LISTING:
□ □ □ □ □
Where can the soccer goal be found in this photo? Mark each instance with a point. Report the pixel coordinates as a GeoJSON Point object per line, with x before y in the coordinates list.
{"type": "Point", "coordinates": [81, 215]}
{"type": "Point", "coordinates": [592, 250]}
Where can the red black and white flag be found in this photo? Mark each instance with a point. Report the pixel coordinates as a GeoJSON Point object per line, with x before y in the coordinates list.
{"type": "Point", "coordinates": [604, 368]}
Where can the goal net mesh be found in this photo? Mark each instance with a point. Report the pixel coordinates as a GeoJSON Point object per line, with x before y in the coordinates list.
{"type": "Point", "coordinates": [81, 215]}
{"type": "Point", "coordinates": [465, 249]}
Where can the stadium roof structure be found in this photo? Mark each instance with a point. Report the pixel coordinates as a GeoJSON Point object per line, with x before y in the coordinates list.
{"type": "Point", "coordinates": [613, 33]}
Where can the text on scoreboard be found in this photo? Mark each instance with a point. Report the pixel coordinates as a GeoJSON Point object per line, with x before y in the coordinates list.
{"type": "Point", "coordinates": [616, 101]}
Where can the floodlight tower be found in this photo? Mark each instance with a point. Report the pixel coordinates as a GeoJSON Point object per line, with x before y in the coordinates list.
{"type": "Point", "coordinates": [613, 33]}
□ □ □ □ □
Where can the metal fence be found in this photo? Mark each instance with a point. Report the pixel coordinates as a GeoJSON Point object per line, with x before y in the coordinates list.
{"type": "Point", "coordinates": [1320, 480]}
□ □ □ □ □
WORK TO COMPLETE:
Count the lines above that contain the string "goal", treating uppercase and lowercase letters as different, and reply with the number alone.

FULL SOLUTION:
2